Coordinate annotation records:
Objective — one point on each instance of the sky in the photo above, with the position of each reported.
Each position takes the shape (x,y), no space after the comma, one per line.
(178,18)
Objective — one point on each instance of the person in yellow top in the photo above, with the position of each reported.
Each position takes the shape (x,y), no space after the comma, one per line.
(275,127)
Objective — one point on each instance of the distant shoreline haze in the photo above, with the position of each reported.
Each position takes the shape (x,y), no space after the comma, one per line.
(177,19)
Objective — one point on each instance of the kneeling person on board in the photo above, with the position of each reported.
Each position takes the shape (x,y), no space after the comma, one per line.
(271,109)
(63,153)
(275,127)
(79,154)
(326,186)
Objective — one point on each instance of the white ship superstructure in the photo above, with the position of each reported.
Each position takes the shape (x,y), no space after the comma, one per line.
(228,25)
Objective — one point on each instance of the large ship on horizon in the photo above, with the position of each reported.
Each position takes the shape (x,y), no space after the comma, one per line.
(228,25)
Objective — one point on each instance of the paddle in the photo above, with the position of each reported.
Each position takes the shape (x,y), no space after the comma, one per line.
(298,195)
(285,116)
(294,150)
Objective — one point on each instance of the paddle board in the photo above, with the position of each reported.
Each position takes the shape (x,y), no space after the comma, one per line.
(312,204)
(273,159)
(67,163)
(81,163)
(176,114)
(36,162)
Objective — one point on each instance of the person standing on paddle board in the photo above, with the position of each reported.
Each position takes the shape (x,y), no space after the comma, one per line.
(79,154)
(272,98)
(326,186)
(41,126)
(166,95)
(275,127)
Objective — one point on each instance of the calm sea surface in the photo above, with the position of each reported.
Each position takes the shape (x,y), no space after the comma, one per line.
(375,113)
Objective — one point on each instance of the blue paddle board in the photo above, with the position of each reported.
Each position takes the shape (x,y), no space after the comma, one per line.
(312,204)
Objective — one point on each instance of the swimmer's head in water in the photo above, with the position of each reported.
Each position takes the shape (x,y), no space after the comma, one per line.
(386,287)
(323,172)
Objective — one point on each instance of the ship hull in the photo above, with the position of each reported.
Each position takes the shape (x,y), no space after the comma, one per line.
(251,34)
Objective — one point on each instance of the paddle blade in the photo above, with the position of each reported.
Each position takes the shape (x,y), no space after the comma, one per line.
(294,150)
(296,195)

Given problem
Reproduce the records above verbatim, every line of them.

Finished task
Objective — one point on each instance of the sky in the photo above, with the position of each reported.
Each position takes the shape (x,y), no space after the comma, one per line.
(178,18)
Objective — one point on each instance of the person in yellow top in the photo above, with the position of each reported.
Each position takes the shape (x,y), no space after the comma, one per line.
(275,127)
Objective — one point on each instance of the distant shoreline haze in the photo above, with the position of each reported.
Each position takes the shape (x,y), no space after the comma, one per line.
(177,19)
Objective — one point on each instance of the kneeling person on board in the photo above, with the position of each reported.
Each position takes the shape (x,y), no space after the comma, one per line.
(271,109)
(63,153)
(275,127)
(79,154)
(326,186)
Objective — one point on each instance of the white ship superstructure in the photo above, with the position of each reported.
Each position takes the shape (x,y), no space after the comma, one per line.
(228,25)
Objective — one point on each instance of the large ship on horizon in the photo above, with the position of each reported.
Each position takes the shape (x,y), no space after the comma, one per line.
(228,25)
Objective — one point on each instance of the paddle in the photo above, with the position of each reported.
Each position takes the shape (x,y), no space after the comma, one per line.
(298,195)
(285,116)
(294,150)
Objective — one point on each instance of the paddle board in the photo above, with the position of each reported.
Each position takes the shape (x,y), no space after the comma, one per line.
(312,204)
(273,159)
(67,163)
(81,163)
(176,114)
(36,162)
Objective — one point on each instance of the person standing on paddle board in the photo above, with the position of each reported.
Each position takes the shape (x,y), no space after the comma, one per line.
(79,154)
(272,98)
(326,186)
(41,126)
(166,95)
(275,127)
Objective — one point on each instance of the calm sea surface in the photo above, with the position of each reported.
Each position takes the shape (x,y), no space after the comma, one per line.
(375,113)
Objective — one point on each instance of the blue paddle board in the photo above, with the position of each reported.
Each position takes the shape (x,y), no space after the comma, one per line.
(312,204)
Objective — one point on each instance of the swimmer's head in water in the photo above, with the position of each reported.
Each position takes the shape (x,y), no space after the comma, one per line.
(386,287)
(323,172)
Objective — one point on each instance of the ship hull in the photo above, with the position of each reported.
Each position takes the shape (x,y), no space after the comma, one per line.
(251,34)
Objective — one point on each instance of the paddle blade in the photo above, with the position of each reported.
Each position takes the shape (x,y), no space after the comma, one per line.
(294,150)
(296,195)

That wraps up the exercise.